— Start of DATA TO USE —

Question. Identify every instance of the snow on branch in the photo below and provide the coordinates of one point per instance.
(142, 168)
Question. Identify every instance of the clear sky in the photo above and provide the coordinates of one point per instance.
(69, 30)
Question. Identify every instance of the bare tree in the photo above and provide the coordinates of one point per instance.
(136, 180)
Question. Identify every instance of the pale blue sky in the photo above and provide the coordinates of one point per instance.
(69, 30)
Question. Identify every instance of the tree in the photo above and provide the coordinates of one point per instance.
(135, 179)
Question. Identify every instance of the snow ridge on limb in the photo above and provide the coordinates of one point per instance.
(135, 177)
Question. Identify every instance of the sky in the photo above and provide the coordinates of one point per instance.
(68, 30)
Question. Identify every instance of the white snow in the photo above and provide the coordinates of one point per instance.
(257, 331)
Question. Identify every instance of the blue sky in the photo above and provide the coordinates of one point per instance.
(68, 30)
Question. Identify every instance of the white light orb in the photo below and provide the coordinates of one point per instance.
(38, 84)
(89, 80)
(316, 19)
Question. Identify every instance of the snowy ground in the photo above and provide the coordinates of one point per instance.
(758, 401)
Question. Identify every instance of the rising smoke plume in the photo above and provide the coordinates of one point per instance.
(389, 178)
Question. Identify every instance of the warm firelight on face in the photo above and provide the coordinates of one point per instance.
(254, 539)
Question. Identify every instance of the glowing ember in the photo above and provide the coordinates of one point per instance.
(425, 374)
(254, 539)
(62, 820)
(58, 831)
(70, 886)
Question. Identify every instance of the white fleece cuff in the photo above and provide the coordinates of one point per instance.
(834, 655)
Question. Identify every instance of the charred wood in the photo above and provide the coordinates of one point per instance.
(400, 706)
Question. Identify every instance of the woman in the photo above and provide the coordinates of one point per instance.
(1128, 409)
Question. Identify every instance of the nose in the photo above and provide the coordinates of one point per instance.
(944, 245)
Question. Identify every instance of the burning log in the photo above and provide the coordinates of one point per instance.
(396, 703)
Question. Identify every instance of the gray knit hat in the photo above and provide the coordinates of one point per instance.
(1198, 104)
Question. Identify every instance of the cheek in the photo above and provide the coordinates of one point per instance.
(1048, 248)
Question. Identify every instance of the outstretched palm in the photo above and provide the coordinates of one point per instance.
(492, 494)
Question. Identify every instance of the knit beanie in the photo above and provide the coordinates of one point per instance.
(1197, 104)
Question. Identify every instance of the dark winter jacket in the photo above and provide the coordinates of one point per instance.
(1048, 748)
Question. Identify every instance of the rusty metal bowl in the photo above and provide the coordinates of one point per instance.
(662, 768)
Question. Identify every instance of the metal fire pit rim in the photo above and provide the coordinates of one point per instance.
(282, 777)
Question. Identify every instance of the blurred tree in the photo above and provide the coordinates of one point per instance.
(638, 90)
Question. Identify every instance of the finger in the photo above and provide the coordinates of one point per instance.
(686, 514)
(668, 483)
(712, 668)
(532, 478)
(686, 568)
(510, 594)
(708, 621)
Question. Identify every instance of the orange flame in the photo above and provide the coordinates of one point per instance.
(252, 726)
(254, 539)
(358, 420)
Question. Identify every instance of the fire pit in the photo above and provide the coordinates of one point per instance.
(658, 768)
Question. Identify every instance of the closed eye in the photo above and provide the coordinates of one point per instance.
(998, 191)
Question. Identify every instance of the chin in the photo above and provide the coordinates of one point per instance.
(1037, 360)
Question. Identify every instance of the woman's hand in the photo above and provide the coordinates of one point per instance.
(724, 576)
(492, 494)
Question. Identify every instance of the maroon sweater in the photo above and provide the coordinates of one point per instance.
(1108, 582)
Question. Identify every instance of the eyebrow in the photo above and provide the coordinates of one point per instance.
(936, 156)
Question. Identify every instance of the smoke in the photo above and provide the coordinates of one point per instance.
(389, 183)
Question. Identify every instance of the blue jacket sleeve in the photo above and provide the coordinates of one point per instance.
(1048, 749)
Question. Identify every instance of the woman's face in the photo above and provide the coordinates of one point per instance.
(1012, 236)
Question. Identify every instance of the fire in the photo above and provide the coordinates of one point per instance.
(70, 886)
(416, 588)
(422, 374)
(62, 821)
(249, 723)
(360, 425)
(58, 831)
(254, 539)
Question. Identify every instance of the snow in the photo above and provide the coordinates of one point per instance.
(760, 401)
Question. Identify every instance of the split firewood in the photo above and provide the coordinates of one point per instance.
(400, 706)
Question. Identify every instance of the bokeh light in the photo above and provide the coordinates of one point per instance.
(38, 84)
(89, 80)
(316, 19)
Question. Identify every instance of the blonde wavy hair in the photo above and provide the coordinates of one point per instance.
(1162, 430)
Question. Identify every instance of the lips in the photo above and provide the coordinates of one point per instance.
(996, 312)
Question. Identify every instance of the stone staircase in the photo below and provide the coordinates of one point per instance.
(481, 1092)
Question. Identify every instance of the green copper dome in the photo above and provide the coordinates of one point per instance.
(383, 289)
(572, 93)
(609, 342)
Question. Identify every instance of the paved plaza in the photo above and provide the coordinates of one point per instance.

— End of DATA TO USE —

= GIVEN INSTRUCTION =
The lines to reproduce run from the line containing "Question. Identify every instance of the woman's face" to the end of the listing; write them out exactly and add nothing.

= FINISHED ANSWER =
Question. Identify every instance of the woman's face in the photo above and provide the coordinates of one point per instance.
(1012, 236)
Question. Identify every instance of the fire in the photo above and provide the coordinates of one point per instance.
(70, 886)
(416, 588)
(422, 374)
(62, 821)
(249, 723)
(360, 425)
(58, 831)
(254, 539)
Question. Identify every instance of the snow in the photo above and provide the coordinates of one point per instance.
(760, 401)
Question. Identify every instance of the split firewood in the photo above and provide the coordinates of one point per instance.
(400, 706)
Question. Identify every instance of the bokeh light in the photo above and provide the coordinates of one point per instance.
(38, 84)
(89, 80)
(316, 19)
Question. Identify every instance of the blonde wavy hair in the photo above and provide the coordinates of one point per instance.
(1162, 430)
Question. Identify every instance of the lips in the photo above and provide the coordinates of one point per instance.
(996, 312)
Question. Identify every instance of the stone staircase in the photo below and provide the coordinates of one point per instance.
(481, 1092)
Question. Identify every instance of the green copper dome in the photo above and provide the coordinates of one point per instance.
(383, 289)
(572, 93)
(609, 342)
Question. Identify every instance of the paved plaza in the photo above and provide the coordinates of one point per instance.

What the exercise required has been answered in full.